Data excerpts
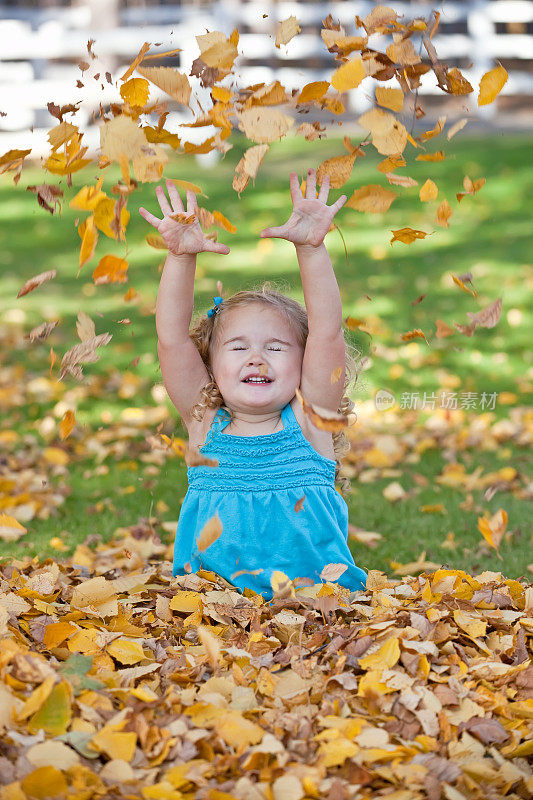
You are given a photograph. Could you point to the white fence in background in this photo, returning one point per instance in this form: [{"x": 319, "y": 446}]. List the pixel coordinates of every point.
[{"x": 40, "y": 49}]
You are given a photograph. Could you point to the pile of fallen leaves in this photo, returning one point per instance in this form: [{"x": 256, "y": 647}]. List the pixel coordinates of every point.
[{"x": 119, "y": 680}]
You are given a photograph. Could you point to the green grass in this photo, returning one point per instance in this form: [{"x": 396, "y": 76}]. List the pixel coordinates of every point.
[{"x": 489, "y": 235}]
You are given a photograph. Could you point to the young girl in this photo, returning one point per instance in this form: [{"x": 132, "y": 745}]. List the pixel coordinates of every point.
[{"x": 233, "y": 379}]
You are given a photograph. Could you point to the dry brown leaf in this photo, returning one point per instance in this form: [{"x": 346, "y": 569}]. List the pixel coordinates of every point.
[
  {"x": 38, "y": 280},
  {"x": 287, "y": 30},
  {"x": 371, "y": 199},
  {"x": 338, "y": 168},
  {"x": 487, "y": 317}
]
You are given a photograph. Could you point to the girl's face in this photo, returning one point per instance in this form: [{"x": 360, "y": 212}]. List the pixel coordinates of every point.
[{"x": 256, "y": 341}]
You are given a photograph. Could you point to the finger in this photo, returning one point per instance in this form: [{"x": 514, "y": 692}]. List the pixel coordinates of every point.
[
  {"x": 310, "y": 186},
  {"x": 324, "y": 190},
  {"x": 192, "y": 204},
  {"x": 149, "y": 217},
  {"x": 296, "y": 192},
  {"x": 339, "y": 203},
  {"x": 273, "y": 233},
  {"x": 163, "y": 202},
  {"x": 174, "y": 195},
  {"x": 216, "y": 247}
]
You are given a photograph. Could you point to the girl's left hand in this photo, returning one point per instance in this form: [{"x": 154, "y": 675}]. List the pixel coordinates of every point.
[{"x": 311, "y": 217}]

* _Task objective_
Each record above is to be restated exactly, with its pictures removed from the copy.

* _Reply to the task_
You are given a photograph. Could you point to the white fence in background in this photo, returning one point per instance in this form: [{"x": 319, "y": 446}]. List the pixel coordinates of every point.
[{"x": 40, "y": 49}]
You are given a photograph. Could you point to the pile of fallen leaves in this photo, returning one point per instance in this form: [{"x": 256, "y": 647}]. List the pixel coordinates of every point.
[{"x": 119, "y": 680}]
You are given a photograph. Could you point to the green grass in this photo, returning one point per instance in this form: [{"x": 396, "y": 76}]. List the pixel coordinates of every point.
[{"x": 489, "y": 235}]
You are given a photograph. Could you point to the young girl in this photo, returning one point per instance in this form: [{"x": 132, "y": 745}]. List the pixel coordinates of every point.
[{"x": 233, "y": 379}]
You are given a photograph. Could you point to the dry brown leaf in this photo, returning one point per instance in this form: [{"x": 346, "y": 569}]. List the pixel coordinates of every point.
[
  {"x": 38, "y": 280},
  {"x": 287, "y": 30},
  {"x": 371, "y": 199},
  {"x": 338, "y": 168},
  {"x": 487, "y": 317}
]
You are given a photograph. Could you point to the girl's face in this photo, returning one point per instance in this form: [{"x": 360, "y": 212}]. List the pixel coordinates of every point.
[{"x": 256, "y": 341}]
You are given a photograph. Could you point to the finger in this photo, returning one point per instance in this form: [{"x": 514, "y": 692}]. List the pixel coordinates of every point.
[
  {"x": 310, "y": 186},
  {"x": 324, "y": 190},
  {"x": 192, "y": 204},
  {"x": 149, "y": 217},
  {"x": 296, "y": 192},
  {"x": 339, "y": 203},
  {"x": 273, "y": 233},
  {"x": 163, "y": 202},
  {"x": 174, "y": 195},
  {"x": 216, "y": 247}
]
You are given a photograph. Could you point to the girl's left hand in this photo, returning one point per instance in this form: [{"x": 154, "y": 675}]. List the pixel coordinates of every point.
[{"x": 311, "y": 217}]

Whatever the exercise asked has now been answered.